As you print the data below, keep every line exactly as it is and leave the images behind.

--- START ---

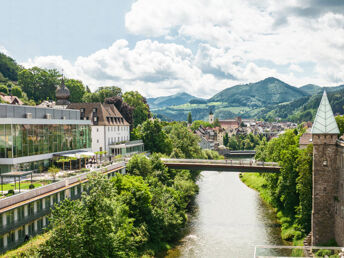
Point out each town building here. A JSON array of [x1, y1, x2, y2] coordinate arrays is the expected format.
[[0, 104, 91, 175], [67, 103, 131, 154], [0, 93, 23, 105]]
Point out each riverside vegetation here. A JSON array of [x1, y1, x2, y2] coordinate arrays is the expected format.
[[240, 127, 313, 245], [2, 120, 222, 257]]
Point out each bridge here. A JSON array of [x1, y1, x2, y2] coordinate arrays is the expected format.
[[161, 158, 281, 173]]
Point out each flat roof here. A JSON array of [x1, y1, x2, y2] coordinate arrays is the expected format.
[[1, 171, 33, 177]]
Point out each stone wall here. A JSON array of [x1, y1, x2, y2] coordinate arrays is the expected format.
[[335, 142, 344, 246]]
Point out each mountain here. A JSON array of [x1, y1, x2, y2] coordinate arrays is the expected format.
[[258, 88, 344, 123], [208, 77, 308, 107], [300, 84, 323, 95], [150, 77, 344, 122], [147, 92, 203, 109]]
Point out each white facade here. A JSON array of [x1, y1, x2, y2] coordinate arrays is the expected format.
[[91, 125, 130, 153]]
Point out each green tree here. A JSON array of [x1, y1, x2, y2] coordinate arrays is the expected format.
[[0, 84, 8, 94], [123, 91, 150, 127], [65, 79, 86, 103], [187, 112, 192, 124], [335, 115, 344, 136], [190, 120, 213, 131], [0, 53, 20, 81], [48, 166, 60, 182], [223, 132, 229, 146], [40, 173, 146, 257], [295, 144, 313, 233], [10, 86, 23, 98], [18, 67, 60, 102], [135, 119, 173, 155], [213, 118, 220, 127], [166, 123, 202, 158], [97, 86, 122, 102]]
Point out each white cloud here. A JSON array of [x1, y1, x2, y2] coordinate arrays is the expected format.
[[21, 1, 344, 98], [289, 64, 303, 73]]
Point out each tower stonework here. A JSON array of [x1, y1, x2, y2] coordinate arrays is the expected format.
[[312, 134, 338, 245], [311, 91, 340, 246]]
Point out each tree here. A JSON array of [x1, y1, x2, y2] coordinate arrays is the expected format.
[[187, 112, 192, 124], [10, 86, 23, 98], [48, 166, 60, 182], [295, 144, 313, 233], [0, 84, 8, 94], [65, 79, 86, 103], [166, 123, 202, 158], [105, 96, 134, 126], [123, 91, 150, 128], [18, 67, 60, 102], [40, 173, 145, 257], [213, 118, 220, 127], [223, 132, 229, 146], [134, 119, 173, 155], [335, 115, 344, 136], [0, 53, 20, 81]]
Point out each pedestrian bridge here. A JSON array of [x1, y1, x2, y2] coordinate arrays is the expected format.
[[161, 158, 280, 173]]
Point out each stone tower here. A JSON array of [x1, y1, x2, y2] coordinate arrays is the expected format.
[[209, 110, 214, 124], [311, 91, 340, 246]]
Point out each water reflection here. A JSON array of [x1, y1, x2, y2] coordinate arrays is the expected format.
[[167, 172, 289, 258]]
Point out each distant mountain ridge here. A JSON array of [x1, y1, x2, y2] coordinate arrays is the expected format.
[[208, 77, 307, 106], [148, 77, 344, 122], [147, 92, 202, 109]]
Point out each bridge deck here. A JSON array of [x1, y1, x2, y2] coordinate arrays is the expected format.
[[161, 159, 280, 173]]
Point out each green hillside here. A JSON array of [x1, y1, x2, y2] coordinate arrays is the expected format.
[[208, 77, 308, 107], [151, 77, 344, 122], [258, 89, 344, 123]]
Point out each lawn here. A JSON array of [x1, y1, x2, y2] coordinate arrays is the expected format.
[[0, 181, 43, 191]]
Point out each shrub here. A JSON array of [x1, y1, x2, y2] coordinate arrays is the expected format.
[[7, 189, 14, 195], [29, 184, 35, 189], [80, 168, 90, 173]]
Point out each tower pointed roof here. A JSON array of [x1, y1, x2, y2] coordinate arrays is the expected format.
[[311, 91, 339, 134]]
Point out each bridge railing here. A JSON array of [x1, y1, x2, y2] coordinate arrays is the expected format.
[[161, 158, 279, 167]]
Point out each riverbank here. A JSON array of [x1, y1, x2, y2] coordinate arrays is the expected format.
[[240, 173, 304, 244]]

--- END ---

■ Completed exercise:
Point out each town building here. A JSON array of [x1, y1, x2, y2] coordinate arrays is the expected format.
[[0, 104, 91, 175], [67, 103, 131, 154], [0, 93, 23, 105]]
Point out each riverside vegetation here. A JSON array of [x1, y1, x2, y2] coordinate arrays is the expected format.
[[240, 127, 313, 245], [2, 120, 222, 257]]
Point out each bridge here. A JSON array of [x1, y1, x2, y2] coordinate arrays is the expected format.
[[161, 158, 281, 173]]
Point out each flat roof here. A JSON array of [x1, y1, x2, y2] coordinate arrays is the expected format.
[[1, 171, 33, 177]]
Point out each stone wall here. A JSON array of [x1, y1, x2, y2] coordinate arrays is the expected format.
[[335, 142, 344, 246]]
Point out each mountain here. A JSON array of [x1, y1, x2, y2] coordinate arrays is the expected format.
[[258, 88, 344, 123], [208, 77, 308, 107], [300, 84, 323, 95], [150, 77, 344, 122], [147, 92, 203, 109]]
Point out each white facade here. A JSON array of [x1, y1, x2, y2] coordinate arrays is the expected format.
[[91, 125, 130, 153]]
Point out each green tree here. A JSON array of [x1, y1, x2, y2] coordinate arrays is the expected format.
[[0, 84, 8, 94], [123, 91, 150, 127], [65, 79, 86, 103], [187, 112, 192, 124], [335, 115, 344, 136], [190, 120, 213, 131], [0, 53, 20, 81], [48, 166, 60, 182], [223, 132, 229, 146], [40, 173, 146, 257], [295, 144, 313, 233], [10, 86, 23, 98], [18, 67, 60, 102], [135, 119, 173, 155], [213, 118, 220, 127], [166, 123, 202, 158], [97, 86, 122, 102]]
Point out each white cloud here. A JSON array of [x1, y1, x2, y2] coordinate arrays is the expected format.
[[21, 1, 344, 98], [289, 64, 303, 73]]
Point out each tower stonework here. A JSON array of [x1, y1, x2, y2] coordinate arrays is the expected format.
[[312, 134, 338, 245], [311, 91, 340, 246]]
Point out each tree here. A JSON array of [x1, y1, x2, y2] coordinate arrays is the expected format.
[[187, 112, 192, 124], [10, 86, 23, 98], [48, 166, 60, 182], [295, 144, 313, 233], [0, 84, 8, 94], [65, 79, 86, 103], [166, 123, 202, 158], [105, 96, 134, 126], [123, 91, 150, 128], [18, 67, 60, 102], [40, 173, 145, 257], [213, 118, 220, 127], [223, 132, 229, 146], [134, 119, 173, 155], [335, 115, 344, 136], [0, 53, 20, 81]]
Point out each pedestrian bridge here. A JSON array of [x1, y1, x2, y2] coordinate arrays is the expected format.
[[161, 158, 280, 173]]
Point out each stone tower here. A JSON array of [x1, y1, x2, y2] coordinate arrays is the expected format.
[[209, 110, 214, 124], [311, 91, 340, 246]]
Point out each water reflection here. A JSON array of [x1, y1, x2, y2] coordinate arrays is the expected format.
[[167, 172, 289, 258]]
Point out each distant mountain ridge here. A JSON array of [x1, y1, x2, y2] coordinate arrays is the expected format.
[[208, 77, 307, 106], [148, 77, 344, 122], [147, 92, 202, 109]]
Point out each bridge deck here. A JSON array of [x1, y1, x2, y2] coordinate arrays is the expected format.
[[161, 159, 280, 173]]
Point out each green hillside here. A JSON array of [x1, y1, x2, y2] coordinate arrays is the expected format.
[[208, 77, 308, 107], [151, 77, 344, 122], [258, 89, 344, 123]]
Point out each lawn here. A JSON array of [x1, y1, x2, y2] coordinate arrays is the expected format.
[[0, 181, 43, 191]]
Point out each shrub here. A JSON array of [x1, y1, x2, y2] coordinate arrays is the expected format.
[[7, 189, 14, 195], [29, 184, 35, 189], [80, 168, 90, 173]]
Point out each tower pointed roof here. A JSON array of [x1, y1, x2, y2] coordinate arrays is the expected format.
[[311, 91, 339, 134]]
Point out each bridge railing here. A JSON array of [x1, y1, x2, y2] coordinate arrays is the expected format.
[[161, 158, 279, 167]]
Point out each riverbank here. A JSON array of [x1, y1, x2, y2] coordinate arrays is the expected format.
[[240, 173, 304, 244]]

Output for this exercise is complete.